◆ **Records to use**:
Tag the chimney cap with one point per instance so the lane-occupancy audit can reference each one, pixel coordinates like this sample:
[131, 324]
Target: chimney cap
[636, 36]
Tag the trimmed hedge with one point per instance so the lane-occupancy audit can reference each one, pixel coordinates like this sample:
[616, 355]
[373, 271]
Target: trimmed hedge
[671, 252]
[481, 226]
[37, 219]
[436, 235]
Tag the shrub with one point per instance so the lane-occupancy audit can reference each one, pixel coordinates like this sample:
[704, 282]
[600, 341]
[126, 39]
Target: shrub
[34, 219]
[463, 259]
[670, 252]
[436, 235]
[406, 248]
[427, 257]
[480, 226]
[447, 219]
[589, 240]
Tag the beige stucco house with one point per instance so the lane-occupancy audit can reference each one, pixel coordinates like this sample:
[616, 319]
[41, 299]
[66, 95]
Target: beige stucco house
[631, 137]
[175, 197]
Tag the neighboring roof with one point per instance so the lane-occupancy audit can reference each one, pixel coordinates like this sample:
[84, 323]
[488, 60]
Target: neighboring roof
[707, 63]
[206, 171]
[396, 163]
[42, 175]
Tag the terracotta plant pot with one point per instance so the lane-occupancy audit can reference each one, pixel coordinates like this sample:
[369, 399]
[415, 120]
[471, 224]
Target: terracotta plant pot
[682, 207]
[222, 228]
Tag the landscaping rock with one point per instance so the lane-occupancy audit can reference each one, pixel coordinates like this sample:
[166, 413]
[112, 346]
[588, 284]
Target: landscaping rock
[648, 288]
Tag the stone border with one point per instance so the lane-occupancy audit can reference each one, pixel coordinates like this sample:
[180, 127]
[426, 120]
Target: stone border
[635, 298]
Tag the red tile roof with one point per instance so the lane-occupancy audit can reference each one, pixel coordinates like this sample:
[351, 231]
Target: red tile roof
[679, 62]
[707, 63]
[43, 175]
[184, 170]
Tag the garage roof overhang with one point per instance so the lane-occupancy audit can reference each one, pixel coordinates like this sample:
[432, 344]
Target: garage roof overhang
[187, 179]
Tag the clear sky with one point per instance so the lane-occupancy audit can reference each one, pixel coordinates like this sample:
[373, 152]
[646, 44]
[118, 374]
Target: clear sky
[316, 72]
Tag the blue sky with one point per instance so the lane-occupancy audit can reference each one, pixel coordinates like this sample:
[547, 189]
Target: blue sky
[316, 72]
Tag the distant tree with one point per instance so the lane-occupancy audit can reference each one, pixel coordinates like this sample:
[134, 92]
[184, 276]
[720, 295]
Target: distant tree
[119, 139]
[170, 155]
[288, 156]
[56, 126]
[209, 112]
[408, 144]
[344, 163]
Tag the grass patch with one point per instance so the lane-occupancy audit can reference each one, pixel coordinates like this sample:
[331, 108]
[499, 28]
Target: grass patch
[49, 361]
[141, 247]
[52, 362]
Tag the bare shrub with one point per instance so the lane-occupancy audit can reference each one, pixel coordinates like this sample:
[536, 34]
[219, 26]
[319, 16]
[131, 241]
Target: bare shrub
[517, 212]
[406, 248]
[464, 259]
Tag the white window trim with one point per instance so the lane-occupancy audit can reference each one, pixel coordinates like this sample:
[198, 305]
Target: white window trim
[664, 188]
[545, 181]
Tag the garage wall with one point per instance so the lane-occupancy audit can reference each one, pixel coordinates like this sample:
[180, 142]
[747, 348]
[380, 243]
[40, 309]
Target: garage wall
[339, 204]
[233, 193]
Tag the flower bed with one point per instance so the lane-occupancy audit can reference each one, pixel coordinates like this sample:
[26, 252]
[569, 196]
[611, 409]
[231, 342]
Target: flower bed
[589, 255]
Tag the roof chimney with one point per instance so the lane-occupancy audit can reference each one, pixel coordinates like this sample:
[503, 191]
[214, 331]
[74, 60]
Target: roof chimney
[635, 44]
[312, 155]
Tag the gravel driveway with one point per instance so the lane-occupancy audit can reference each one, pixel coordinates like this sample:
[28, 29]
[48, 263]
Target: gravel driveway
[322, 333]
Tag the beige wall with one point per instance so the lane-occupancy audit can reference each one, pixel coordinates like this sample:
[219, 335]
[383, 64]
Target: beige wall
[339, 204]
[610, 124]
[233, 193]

◆ **Prompt**:
Print all the data exactly.

◆ **The answer**:
Tag the chimney cap with one point per instance so the lane-occupancy audit can reference each one, pixel coordinates like this sample:
[131, 324]
Target: chimney cap
[636, 36]
Tag the trimmed hedge with one point per instance so the lane-occupancy audit can reference each one, pixel coordinates like this sample:
[616, 355]
[373, 271]
Target: trimmed hedge
[671, 252]
[481, 226]
[37, 219]
[436, 235]
Tag the shrub with one point per instance so the lane-occupancy audit can reference each one, pixel coordinates like this sample:
[704, 282]
[600, 341]
[126, 39]
Target: shrub
[34, 219]
[463, 259]
[670, 252]
[436, 235]
[406, 248]
[427, 257]
[480, 226]
[447, 219]
[589, 240]
Tag the beige stucco house with one point per instance so the lane-occupancy audit can reference each one, pixel coordinates like this sample:
[616, 319]
[41, 299]
[66, 95]
Target: beige stucco house
[631, 137]
[175, 197]
Tag the neighboring roof with one point per instance so the lane-occupancy audit can reference each one, pixel coordinates like this sample:
[84, 323]
[488, 60]
Target: neighboring roof
[707, 63]
[206, 171]
[396, 163]
[42, 175]
Tag the terracotta plant pot with one point per instance so the lane-occupancy audit can reference each one, pixel coordinates like this sample:
[369, 399]
[415, 120]
[471, 224]
Target: terracotta plant pot
[682, 207]
[222, 228]
Tag the landscaping rock with one point per instance so the lane-occupancy audit can reference each one, pixel coordinates like this sample:
[166, 413]
[112, 346]
[588, 284]
Target: landscaping rock
[648, 288]
Tag the stone border with one point per instance so the lane-occupancy audit can reference each one, pixel coordinates like this sample:
[180, 127]
[426, 120]
Target: stone border
[635, 298]
Tag the red tile roof with one point per instance so the lane-occupancy audit can reference each one, pixel coordinates like this sample:
[351, 231]
Target: red tile roof
[679, 62]
[707, 63]
[43, 175]
[184, 170]
Tag the garage roof overhang with one point per instance so the lane-occupancy audit can reference each one, pixel coordinates like this sample:
[432, 344]
Target: garage roof overhang
[187, 179]
Tag the clear sky with one point per instance so the lane-occupancy audit can reference each one, pixel coordinates like this sample:
[373, 152]
[646, 44]
[118, 374]
Target: clear sky
[316, 72]
Tag the blue sky with one point per instance so the lane-occupancy audit can reference each one, pixel coordinates like this sample:
[547, 189]
Target: blue sky
[316, 72]
Tag the distant tree with one point per instance so the lane-occupancy audit can reference each one, pixel coordinates like this sample:
[134, 92]
[184, 276]
[720, 295]
Target: distant tree
[119, 139]
[170, 155]
[288, 156]
[56, 126]
[209, 112]
[408, 144]
[344, 163]
Tag the grass patch with one point per instance so the lane-occupancy audit can reference each one, pixel coordinates like this sample:
[331, 108]
[499, 28]
Target: grass patch
[49, 361]
[141, 247]
[52, 362]
Tag the bare shrub with one point per instance so the lane-occupancy audit can reference each one, pixel coordinates like this sample:
[536, 34]
[219, 26]
[319, 16]
[131, 241]
Target: bare shrub
[517, 212]
[406, 248]
[464, 259]
Tag the white window trim with one point per instance so the lane-occupancy audit can reference each one, pixel coordinates like this sample:
[198, 305]
Target: white window trim
[664, 188]
[545, 181]
Tag the garage wall with one point per instance so the lane-occupancy audit can reference each one, pixel coordinates like this sample:
[180, 142]
[747, 348]
[380, 243]
[40, 309]
Target: garage wall
[339, 204]
[233, 193]
Tag the flower bed with one point per instance so the lane-occupancy audit can reference each one, pixel coordinates like this sample:
[26, 252]
[569, 196]
[611, 409]
[231, 342]
Target: flower bed
[589, 255]
Tag the roof chimney with one point per instance so the lane-occupancy audit can reference each one, pixel coordinates like this sample:
[503, 191]
[214, 331]
[74, 60]
Target: roof chimney
[635, 44]
[312, 155]
Tag the gravel driveway with one point per instance so the lane-occupancy audit can reference each one, pixel coordinates like this sample:
[28, 29]
[48, 263]
Target: gravel driveway
[322, 333]
Tag the beige wall with one point per instance so the lane-occupancy audit can reference each one, pixel coordinates like this sample:
[219, 335]
[383, 64]
Target: beige wall
[339, 204]
[610, 124]
[233, 193]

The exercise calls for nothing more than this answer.